(SHORT TASK) Write out all of the entries that follow, word for word, but skip the pictures.

— begin DATA SHOWN —

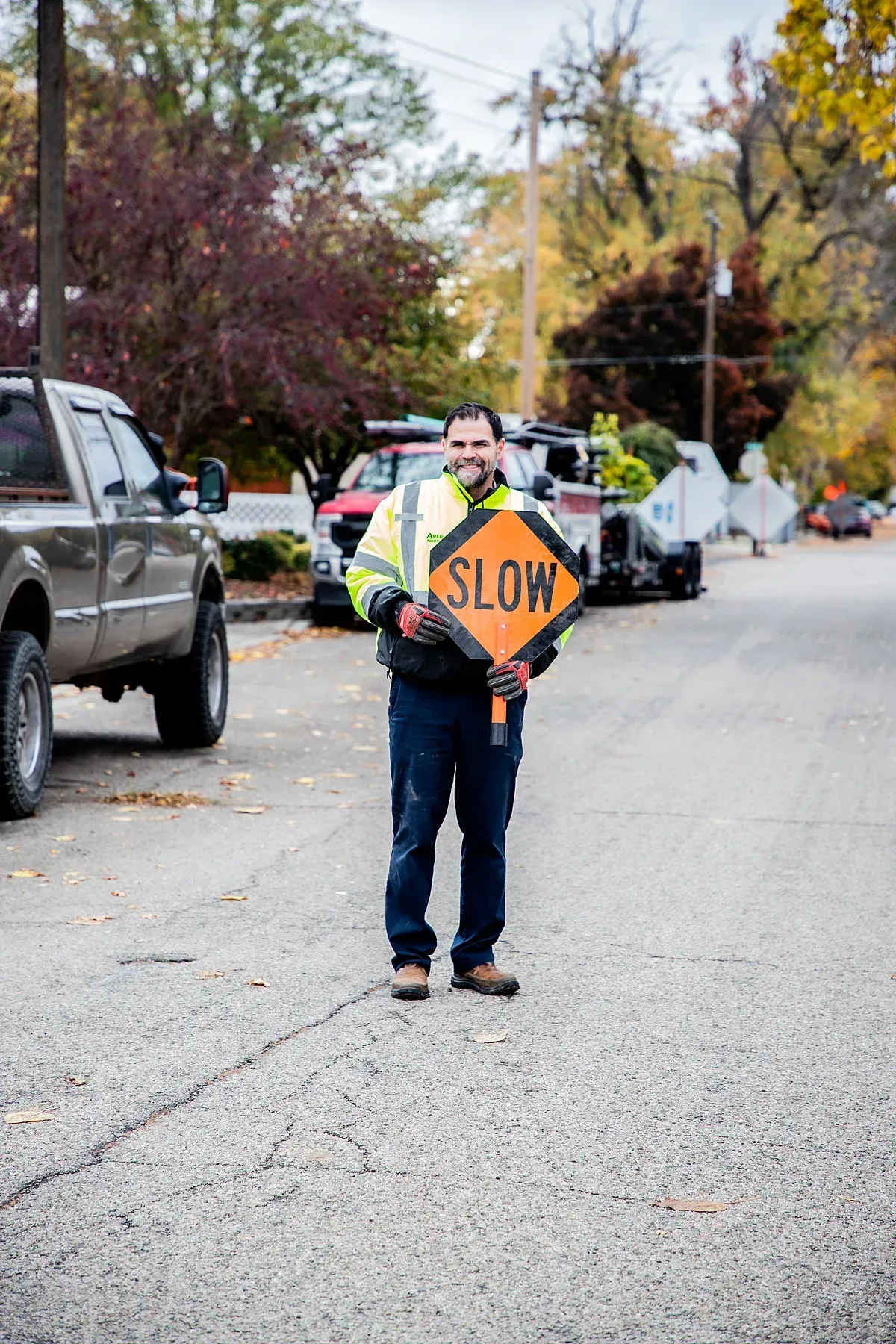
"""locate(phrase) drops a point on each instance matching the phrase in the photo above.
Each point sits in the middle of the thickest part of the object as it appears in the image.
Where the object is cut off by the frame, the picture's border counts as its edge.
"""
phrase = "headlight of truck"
(326, 524)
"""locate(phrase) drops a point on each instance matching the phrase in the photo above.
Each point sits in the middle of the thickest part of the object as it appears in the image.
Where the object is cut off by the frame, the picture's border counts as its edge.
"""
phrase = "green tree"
(253, 65)
(653, 444)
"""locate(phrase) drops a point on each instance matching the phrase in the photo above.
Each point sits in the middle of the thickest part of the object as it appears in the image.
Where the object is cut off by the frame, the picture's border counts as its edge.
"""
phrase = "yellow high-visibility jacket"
(393, 564)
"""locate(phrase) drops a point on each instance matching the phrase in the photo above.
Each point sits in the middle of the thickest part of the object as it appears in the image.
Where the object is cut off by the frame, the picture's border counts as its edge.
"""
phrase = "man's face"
(472, 452)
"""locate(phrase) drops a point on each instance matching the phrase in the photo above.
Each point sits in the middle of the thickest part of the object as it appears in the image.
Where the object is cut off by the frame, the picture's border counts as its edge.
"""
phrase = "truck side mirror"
(213, 485)
(543, 487)
(323, 491)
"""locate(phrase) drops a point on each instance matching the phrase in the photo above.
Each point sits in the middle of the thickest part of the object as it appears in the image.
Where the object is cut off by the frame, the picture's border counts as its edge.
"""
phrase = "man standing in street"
(441, 710)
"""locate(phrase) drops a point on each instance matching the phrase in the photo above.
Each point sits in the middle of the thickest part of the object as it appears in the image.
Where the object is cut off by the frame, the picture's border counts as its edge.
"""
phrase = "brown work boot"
(411, 983)
(487, 980)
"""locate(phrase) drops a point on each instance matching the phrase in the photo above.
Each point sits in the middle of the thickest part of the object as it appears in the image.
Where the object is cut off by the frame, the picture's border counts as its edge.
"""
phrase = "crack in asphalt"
(664, 956)
(100, 1151)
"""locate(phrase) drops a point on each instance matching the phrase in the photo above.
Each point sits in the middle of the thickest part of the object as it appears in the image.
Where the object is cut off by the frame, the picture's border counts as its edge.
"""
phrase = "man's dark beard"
(480, 480)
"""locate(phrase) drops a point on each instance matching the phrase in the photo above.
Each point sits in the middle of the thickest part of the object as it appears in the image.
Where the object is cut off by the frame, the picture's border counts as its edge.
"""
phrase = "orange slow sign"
(507, 582)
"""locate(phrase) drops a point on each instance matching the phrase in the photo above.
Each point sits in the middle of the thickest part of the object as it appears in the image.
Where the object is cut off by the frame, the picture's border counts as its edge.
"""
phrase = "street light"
(52, 187)
(709, 334)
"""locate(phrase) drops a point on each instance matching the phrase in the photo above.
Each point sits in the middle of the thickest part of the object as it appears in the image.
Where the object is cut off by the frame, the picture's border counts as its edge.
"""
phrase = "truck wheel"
(191, 695)
(26, 725)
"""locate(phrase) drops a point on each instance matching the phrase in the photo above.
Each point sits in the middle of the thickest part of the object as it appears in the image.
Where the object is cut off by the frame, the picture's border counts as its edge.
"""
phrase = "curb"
(267, 609)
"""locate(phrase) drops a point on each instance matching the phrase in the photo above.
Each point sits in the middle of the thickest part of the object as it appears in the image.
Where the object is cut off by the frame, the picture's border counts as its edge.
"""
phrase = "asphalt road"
(700, 895)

— end DATA SHOWN —

(EXERCISE OUTPUT)
"""locate(phrase) drops a point on each instance matching the phrase in the photo above.
Each point sits in the middle of the thickest part of the object as it appears in the image.
Where the object is cut off by the frame, the picture's border counts as its edge.
"""
phrase = "headlight of truck"
(326, 524)
"""locate(phrase) drops a point on each instance matching the phrase in the photo above.
Each point sits in the middle of the thickest part of the object as it appears in the image.
Where the object is cut off by the frame, the picture's border counts as its edge.
"""
phrase = "green tree"
(253, 65)
(653, 444)
"""locate(phrase) drops a point on each instance matching the phrase in the photo above.
Each point sits in the middle of the thickest part of the object as it appears in the image.
Where the object is cut off by the frame, the picture's border counts as its edge.
"""
phrase = "yellow high-visibility jacket"
(393, 564)
"""locate(phrase) drops a point on each instance matching the phrase in the photo above.
Each point sits in the middle of the thickest part of the object as it appears in the image.
Where the object is cut off by the frame, the picture's border counts as its edge.
"""
phrase = "man's face"
(472, 452)
"""locate(phrase) drops a point on each instance matching the phrase in the photo above.
Each point sits in the middle of the thickest part of the object as it appears in the image.
Where the object is cut off by the frame, the picture's border counts as its edge.
"""
phrase = "truck side mirror"
(213, 485)
(543, 487)
(323, 491)
"""locate(phrase) drops a point on each instance matching the phrase in the photo above.
Each point sits in the middle of the thickest part of the object as it appears in the image.
Where the object is cut off by the frame, the picture's border counts as its edge.
"""
phrase = "man standing in street"
(441, 710)
"""locate(phrase) drops a point on each instance matching the phrase in the photo above.
Each point sits in the middle of the thickest part of the object as it appears in the image.
Where the object is cut off by the frame, the picture's border counts as its edge.
"""
phrase = "brown work boot"
(411, 983)
(487, 980)
"""locate(phrase) drops a point on each instance matching the phrase in the photo above.
Each point sits in the middle of the thickest part of the object as it appears in the image.
Where the object is cut off by the frame, the picture's border counts as its edge.
"""
phrase = "crack in asphalt"
(664, 956)
(100, 1151)
"""locate(phrase) drops a point on each instance matching the phrase in the photo above.
Each point sits in the middle of the thickest part of the object as it appears in the image.
Where the object is cut off by the frame, the picture's border counts as its edge.
"""
phrase = "man's dark beard"
(480, 480)
"""locate(phrase) drops a point on each instance matching the phrase in the photo above.
Each point sits in the middle of the thickest part of the object as it appears in the image.
Where the object is cut off by the frame, the picture's border counts as its edge.
"""
phrase = "orange slow sign"
(507, 582)
"""locate(phrase) drops a point on each instance matching the phrase in the photo above.
Each point sits in the middle of the thickest part of the object as it appears in the image.
Where the object is cut off by the frame, the picture's border counts as its edge.
"""
phrase = "street light"
(52, 187)
(709, 334)
"""locate(phrase) drops a point on each instance matching the phrase in the photo above.
Each point sits in the middle of the thickest part of the object as it appears in the image.
Where the object is cut off by the frame, the picture's border counts as its edge.
"""
phrase = "truck wheel"
(191, 695)
(26, 725)
"""locate(phrase) drops a point on each instance matching the phrase in the photo above.
Each point sits in the middle of the thickest part of the object as it appears in the image.
Where the object is cut off by the frame, the picture's border counts as its edge.
"""
phrase = "curb"
(267, 609)
"""locate(phrase) drops a point on each instance matching the phrase in the photo above.
Each point sits in the middle of the thickest part of the object as it appears in the image.
Where the object is cut off by the frame, the picture's border counts as its edge.
"""
phrase = "asphalt road"
(700, 895)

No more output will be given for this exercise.